### GIVEN DATA
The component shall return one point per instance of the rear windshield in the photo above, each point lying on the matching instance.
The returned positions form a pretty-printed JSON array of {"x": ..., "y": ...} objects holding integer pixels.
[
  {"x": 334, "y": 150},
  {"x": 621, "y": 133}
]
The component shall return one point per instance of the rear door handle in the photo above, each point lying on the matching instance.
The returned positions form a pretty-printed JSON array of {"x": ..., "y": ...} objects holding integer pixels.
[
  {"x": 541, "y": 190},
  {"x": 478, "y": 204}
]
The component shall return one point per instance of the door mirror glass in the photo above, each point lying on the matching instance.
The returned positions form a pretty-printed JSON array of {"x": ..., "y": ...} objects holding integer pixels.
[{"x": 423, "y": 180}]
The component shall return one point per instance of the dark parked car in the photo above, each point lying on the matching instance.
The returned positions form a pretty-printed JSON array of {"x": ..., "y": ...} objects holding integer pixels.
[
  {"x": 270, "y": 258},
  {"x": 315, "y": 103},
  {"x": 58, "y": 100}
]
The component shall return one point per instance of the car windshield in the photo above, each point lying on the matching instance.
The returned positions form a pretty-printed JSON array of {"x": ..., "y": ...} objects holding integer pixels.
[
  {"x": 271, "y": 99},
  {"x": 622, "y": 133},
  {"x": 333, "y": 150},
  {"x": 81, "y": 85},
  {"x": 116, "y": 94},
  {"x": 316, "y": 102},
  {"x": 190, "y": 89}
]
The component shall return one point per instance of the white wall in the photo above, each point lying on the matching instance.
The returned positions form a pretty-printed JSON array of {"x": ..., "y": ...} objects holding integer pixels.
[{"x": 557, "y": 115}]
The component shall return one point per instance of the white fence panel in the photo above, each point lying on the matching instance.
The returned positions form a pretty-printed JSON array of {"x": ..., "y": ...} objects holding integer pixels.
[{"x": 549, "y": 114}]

### TASK INSTRUCTIONS
Copy every line again, requests included, beginning at the line that has "the white wall" and running through the end of the records. Adjust each x and y coordinate in the answers by -89.

### SOLUTION
The component shall return one point per instance of the white wall in the photo above, each point lying on the matching instance.
The returned positions form a pretty-printed JSON array of {"x": ..., "y": ...} objects holding integer pixels.
[{"x": 468, "y": 26}]
The component shall return one point per instance of the white fence panel in the photo above, each point lying on the matching instance.
The returned positions form a pretty-printed JSON array of {"x": ..., "y": ...} objects holding integer pixels.
[{"x": 460, "y": 25}]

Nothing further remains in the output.